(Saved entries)
....

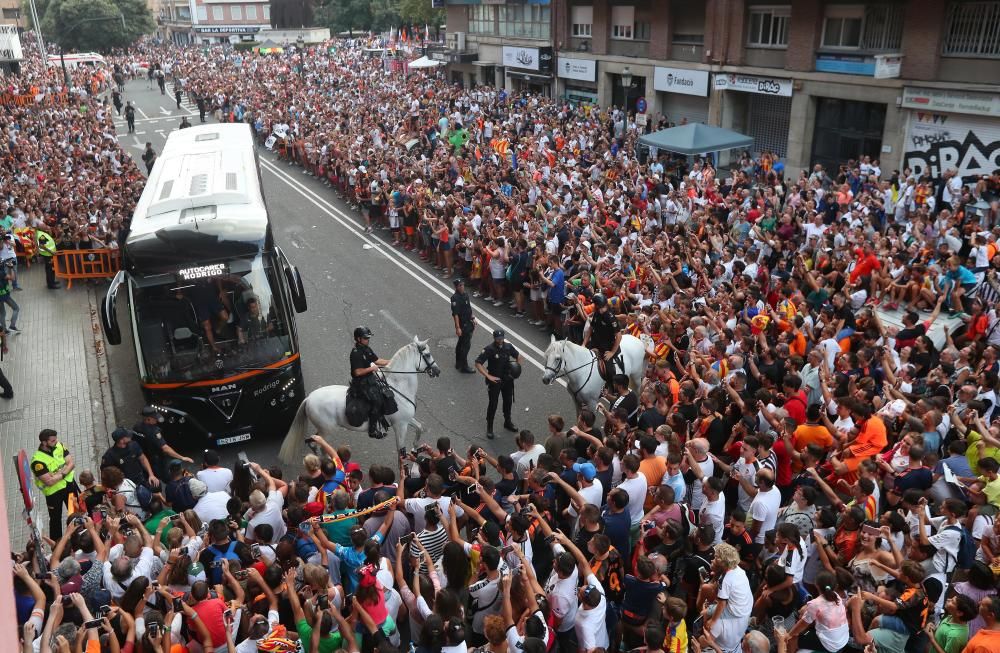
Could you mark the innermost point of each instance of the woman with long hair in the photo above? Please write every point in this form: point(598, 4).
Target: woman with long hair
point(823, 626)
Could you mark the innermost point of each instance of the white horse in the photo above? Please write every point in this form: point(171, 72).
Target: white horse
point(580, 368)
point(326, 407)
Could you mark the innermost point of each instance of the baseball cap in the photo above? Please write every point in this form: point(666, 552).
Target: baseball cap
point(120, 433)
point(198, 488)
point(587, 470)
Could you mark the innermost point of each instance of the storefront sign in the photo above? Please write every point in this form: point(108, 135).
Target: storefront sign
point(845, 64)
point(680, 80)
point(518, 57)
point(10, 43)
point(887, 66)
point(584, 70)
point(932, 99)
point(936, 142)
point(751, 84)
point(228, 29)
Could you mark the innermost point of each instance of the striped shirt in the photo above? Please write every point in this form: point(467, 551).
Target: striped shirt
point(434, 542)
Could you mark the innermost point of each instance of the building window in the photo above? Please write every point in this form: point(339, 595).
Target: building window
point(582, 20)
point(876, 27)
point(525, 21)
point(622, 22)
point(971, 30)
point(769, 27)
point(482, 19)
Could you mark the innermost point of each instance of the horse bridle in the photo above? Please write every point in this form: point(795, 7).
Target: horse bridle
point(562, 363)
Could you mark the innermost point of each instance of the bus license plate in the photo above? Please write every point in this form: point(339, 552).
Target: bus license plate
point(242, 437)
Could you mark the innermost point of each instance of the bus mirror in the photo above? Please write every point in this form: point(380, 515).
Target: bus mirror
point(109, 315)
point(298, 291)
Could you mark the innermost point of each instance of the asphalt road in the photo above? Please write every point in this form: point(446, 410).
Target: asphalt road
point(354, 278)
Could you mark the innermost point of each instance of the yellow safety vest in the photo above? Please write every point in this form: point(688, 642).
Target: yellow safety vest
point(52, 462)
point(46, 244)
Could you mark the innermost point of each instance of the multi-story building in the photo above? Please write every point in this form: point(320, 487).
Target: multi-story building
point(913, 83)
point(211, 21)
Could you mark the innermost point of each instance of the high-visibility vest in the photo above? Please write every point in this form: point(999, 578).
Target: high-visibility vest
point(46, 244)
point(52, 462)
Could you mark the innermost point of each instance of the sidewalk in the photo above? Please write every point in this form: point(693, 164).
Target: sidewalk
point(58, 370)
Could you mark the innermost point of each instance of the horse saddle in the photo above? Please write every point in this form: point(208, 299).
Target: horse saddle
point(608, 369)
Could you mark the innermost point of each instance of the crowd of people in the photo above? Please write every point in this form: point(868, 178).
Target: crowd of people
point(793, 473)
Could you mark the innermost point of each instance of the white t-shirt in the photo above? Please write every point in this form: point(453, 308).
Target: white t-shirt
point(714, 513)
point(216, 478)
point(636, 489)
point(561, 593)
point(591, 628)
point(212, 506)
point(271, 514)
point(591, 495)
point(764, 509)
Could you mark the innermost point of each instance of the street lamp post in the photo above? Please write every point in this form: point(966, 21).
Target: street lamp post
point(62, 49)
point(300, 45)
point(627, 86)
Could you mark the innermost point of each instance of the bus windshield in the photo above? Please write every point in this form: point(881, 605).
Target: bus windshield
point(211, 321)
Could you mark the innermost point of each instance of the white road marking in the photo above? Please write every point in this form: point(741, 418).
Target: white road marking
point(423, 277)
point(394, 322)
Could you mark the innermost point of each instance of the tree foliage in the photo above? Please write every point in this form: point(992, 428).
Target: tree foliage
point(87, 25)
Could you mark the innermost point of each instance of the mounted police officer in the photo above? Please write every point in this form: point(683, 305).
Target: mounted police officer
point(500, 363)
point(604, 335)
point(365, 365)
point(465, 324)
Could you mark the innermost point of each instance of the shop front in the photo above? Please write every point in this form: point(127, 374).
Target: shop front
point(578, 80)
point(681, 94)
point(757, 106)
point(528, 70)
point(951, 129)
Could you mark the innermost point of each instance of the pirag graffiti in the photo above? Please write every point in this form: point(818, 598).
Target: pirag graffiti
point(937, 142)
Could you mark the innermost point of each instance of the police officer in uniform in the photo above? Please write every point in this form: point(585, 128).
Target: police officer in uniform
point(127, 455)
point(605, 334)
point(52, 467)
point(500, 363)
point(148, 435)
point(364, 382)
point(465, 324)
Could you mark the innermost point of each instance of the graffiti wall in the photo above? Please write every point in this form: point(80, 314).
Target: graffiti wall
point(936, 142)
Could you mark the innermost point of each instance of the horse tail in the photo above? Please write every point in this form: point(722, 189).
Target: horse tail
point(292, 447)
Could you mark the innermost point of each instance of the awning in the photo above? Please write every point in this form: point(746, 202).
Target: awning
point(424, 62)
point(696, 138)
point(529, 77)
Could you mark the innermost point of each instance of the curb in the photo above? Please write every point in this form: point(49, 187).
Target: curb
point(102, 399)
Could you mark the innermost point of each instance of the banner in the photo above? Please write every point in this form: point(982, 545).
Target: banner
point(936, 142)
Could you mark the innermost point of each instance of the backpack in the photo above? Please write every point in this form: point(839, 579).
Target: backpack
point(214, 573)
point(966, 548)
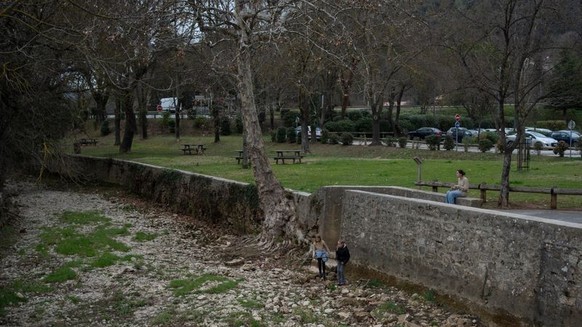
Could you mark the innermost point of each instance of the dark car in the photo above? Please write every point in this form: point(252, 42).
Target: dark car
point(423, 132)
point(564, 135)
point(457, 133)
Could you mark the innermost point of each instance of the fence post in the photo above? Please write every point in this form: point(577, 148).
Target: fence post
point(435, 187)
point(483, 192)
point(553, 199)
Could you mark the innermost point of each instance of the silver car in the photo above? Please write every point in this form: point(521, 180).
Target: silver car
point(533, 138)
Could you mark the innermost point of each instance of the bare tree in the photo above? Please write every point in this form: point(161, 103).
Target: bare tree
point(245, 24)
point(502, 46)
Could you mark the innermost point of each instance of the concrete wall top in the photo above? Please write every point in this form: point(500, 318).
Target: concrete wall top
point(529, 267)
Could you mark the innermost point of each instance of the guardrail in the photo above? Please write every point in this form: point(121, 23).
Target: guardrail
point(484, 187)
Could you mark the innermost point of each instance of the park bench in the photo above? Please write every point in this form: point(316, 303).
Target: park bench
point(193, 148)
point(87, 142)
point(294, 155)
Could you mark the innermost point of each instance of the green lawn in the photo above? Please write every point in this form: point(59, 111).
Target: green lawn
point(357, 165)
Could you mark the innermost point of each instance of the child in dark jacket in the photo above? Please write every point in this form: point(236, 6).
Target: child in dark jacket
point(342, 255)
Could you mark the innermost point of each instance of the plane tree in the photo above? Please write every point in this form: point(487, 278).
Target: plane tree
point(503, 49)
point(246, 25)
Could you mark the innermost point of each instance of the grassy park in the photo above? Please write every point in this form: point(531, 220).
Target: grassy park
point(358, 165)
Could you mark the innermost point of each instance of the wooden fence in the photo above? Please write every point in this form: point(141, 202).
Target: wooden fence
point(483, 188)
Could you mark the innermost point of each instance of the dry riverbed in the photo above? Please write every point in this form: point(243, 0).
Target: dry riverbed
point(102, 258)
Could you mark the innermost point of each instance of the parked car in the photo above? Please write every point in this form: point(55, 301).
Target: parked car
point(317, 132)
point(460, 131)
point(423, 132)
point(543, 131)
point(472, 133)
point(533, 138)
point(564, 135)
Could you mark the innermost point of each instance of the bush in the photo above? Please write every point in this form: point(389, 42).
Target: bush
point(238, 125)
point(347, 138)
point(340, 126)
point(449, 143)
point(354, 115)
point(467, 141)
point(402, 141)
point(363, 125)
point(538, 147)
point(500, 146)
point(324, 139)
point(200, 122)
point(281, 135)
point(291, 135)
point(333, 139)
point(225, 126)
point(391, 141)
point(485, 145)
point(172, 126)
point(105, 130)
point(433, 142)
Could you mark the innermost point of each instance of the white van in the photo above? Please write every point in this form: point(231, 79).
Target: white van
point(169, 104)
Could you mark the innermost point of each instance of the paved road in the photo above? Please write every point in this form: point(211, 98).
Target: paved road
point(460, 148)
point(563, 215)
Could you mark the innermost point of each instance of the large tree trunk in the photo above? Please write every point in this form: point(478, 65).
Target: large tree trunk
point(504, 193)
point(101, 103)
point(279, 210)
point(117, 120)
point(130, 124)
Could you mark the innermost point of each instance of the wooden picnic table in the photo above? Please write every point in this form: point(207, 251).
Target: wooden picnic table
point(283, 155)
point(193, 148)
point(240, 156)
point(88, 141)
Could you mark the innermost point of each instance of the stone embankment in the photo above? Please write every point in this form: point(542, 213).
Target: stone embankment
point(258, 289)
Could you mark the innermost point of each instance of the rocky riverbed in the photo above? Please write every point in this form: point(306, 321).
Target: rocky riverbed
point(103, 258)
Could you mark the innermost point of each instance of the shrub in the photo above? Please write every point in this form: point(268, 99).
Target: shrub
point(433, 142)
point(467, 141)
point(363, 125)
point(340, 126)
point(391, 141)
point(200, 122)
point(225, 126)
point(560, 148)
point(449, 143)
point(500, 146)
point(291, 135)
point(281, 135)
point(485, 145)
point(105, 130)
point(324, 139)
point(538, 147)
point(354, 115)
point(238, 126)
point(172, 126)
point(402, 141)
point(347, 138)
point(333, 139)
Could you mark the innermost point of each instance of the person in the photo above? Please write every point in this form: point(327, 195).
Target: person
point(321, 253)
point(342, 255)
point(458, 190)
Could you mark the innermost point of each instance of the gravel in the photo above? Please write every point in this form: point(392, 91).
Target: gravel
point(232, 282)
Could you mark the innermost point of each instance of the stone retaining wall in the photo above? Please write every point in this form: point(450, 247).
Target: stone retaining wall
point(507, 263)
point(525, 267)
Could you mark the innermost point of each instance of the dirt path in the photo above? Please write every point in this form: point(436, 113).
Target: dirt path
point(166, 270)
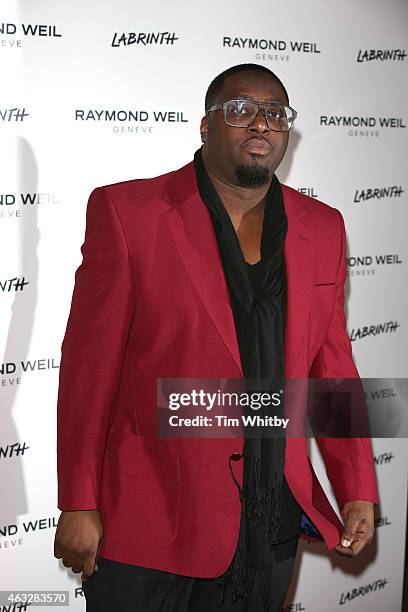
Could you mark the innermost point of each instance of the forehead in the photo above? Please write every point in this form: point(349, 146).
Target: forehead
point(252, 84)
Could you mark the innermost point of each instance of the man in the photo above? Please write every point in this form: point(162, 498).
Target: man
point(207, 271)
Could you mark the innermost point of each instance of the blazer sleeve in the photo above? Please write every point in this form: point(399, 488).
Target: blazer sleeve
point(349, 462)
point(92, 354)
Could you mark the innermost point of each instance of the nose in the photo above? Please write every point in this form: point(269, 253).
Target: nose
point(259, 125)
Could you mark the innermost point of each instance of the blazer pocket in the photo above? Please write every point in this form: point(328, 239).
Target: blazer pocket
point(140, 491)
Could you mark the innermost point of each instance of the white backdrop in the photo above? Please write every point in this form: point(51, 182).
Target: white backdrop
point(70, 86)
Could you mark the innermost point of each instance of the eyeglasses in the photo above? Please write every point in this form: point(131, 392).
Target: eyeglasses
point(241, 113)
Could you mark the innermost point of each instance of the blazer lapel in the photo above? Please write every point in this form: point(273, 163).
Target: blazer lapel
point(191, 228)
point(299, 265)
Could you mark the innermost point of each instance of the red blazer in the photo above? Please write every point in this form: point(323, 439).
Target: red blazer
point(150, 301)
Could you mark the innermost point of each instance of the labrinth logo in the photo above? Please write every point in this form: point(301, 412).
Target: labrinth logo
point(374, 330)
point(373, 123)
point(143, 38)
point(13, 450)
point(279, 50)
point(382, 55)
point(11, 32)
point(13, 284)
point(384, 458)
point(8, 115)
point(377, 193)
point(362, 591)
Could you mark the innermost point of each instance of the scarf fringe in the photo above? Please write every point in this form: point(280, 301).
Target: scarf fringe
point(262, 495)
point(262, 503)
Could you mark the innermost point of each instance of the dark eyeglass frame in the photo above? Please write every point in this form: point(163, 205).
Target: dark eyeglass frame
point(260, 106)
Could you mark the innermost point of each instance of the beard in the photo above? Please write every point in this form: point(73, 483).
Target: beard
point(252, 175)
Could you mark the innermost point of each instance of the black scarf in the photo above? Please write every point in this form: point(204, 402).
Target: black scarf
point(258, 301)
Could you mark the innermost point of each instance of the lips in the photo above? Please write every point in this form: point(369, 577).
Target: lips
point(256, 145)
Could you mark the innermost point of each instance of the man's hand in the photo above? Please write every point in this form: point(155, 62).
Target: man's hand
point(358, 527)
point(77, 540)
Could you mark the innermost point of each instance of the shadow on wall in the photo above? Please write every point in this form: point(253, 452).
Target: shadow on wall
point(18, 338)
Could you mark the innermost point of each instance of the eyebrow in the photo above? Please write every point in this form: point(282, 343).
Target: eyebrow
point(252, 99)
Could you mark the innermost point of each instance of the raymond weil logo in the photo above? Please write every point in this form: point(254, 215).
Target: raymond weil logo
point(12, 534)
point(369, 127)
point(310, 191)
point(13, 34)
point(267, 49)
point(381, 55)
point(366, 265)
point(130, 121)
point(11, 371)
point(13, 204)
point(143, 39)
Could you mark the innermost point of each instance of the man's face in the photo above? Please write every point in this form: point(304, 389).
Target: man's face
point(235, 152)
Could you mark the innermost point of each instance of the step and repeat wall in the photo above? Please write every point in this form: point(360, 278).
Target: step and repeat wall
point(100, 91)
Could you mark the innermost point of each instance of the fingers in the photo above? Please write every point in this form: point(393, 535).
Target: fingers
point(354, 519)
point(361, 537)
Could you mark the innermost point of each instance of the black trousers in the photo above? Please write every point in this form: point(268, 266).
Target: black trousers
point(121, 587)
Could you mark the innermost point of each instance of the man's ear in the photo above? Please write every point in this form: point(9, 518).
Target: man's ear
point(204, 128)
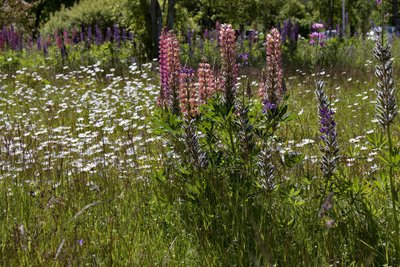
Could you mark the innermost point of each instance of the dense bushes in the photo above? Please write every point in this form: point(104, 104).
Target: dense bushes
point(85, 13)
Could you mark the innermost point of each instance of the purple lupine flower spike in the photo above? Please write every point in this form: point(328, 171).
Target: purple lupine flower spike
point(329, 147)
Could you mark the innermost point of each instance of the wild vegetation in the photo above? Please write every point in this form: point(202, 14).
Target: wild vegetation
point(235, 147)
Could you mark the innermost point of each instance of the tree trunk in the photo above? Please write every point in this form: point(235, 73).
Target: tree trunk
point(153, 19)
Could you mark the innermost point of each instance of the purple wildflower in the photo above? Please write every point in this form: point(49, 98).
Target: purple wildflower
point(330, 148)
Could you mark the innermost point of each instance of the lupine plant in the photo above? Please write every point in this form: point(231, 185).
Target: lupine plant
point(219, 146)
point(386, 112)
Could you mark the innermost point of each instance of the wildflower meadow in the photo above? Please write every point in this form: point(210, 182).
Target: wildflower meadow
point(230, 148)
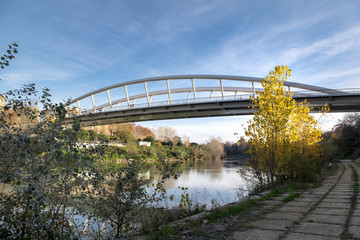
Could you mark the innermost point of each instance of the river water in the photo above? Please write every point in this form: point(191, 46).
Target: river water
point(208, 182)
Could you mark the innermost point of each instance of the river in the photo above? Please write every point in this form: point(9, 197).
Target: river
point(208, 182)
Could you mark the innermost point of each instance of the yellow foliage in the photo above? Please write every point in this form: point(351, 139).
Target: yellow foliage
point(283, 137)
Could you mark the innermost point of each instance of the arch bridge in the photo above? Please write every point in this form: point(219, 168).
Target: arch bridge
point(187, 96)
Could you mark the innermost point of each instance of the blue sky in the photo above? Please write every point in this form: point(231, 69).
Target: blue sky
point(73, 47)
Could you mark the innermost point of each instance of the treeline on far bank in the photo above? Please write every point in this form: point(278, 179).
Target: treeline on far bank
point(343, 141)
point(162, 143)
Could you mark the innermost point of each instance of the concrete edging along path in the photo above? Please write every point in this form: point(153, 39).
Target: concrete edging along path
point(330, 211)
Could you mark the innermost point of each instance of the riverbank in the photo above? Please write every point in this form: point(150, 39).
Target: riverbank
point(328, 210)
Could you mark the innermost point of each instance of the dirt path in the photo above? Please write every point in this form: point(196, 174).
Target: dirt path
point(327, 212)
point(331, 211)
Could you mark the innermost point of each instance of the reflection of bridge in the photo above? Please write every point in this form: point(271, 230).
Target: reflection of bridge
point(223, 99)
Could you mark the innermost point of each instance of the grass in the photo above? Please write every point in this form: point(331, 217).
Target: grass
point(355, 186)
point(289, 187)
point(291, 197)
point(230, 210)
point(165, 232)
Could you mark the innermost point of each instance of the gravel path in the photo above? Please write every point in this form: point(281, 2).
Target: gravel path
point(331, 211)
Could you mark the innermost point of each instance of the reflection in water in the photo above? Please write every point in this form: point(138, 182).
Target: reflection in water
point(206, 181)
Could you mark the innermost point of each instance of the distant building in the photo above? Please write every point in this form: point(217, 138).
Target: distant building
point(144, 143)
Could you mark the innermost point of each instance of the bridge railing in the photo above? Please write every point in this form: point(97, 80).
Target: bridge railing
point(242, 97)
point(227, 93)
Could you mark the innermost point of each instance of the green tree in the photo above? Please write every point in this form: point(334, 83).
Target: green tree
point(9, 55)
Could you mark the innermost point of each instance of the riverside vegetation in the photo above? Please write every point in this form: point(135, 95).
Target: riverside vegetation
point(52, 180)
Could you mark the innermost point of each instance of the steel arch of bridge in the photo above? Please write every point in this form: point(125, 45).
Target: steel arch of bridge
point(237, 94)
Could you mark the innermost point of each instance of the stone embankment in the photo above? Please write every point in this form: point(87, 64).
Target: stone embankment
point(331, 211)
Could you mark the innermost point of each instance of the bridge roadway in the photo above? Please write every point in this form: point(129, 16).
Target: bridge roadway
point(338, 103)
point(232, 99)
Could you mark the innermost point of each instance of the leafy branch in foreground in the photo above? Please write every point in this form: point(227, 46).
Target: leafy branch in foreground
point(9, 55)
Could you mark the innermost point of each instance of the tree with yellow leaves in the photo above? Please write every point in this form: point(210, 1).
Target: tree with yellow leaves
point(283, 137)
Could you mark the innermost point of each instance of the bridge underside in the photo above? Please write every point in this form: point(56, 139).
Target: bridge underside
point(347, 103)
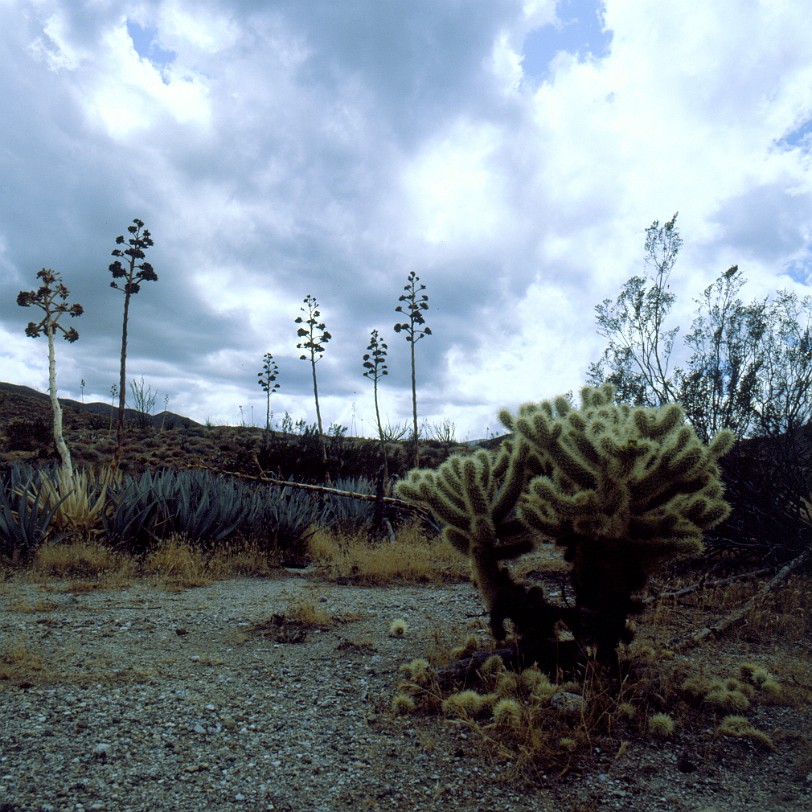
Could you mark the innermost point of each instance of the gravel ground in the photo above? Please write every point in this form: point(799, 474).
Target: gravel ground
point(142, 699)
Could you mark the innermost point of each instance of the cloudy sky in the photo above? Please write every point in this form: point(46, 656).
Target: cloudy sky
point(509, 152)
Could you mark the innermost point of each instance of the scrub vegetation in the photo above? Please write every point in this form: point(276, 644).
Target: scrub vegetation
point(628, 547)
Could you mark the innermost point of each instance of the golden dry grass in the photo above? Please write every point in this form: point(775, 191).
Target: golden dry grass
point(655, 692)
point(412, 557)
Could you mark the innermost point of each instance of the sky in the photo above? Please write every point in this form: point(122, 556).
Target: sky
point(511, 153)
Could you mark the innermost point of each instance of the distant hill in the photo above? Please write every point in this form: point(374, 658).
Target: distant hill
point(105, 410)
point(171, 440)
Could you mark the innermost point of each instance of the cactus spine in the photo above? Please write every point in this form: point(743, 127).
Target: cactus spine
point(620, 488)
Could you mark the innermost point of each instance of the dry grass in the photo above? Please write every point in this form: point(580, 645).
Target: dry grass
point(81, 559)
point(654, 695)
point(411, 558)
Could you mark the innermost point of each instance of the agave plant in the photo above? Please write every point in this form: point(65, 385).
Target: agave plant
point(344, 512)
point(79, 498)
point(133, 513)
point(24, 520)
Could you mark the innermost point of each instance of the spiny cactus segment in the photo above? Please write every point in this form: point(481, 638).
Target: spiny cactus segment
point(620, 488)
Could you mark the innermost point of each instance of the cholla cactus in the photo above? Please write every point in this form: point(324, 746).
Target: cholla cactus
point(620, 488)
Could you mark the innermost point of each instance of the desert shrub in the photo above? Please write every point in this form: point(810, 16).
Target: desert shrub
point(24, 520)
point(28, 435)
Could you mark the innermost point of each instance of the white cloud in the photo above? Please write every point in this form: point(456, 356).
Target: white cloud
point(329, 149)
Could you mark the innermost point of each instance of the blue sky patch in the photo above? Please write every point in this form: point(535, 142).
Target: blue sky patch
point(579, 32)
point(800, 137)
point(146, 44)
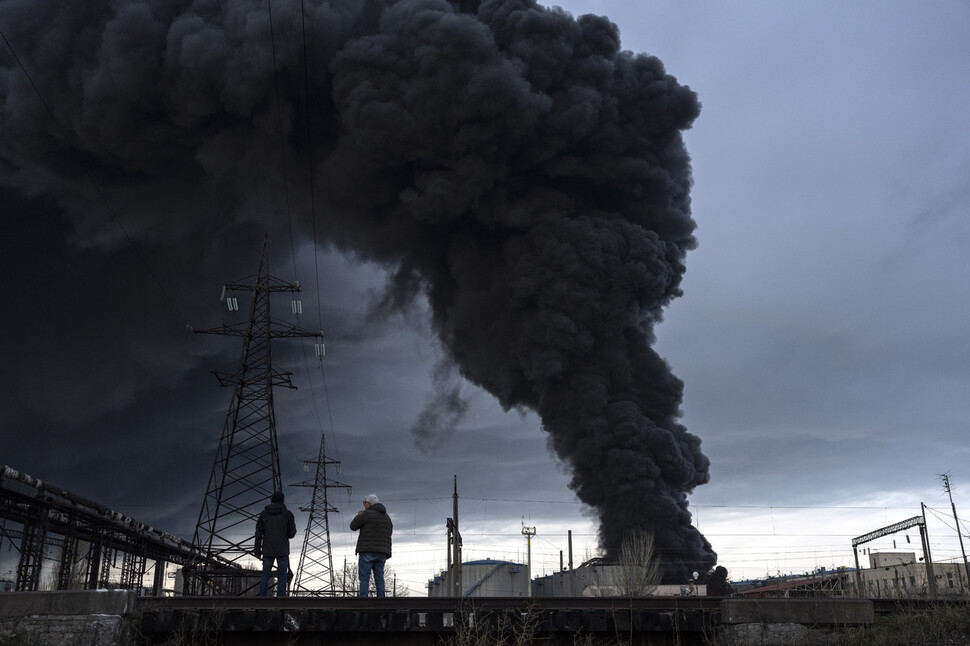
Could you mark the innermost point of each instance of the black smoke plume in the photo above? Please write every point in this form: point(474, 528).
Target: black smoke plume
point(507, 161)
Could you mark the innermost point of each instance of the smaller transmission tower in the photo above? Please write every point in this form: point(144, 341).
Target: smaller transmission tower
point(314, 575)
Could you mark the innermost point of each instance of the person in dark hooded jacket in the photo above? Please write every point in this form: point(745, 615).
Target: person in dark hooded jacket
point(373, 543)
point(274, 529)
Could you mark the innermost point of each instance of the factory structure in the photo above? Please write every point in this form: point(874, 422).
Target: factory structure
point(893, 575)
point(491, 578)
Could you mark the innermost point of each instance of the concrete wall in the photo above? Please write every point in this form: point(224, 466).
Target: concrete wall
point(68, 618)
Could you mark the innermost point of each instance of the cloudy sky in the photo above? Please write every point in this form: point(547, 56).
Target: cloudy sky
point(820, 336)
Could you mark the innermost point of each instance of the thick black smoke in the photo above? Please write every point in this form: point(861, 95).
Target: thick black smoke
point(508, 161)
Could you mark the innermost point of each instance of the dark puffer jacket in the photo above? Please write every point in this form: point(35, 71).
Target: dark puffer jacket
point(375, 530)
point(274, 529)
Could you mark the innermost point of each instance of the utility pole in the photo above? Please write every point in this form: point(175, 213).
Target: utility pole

....

When the string "utility" appears in a line of the records above, that line is to be copied.

Could you mark the innermost point of each instance of the utility pole in the photo above? Please write every point in this form: point(175, 213).
Target: utility pole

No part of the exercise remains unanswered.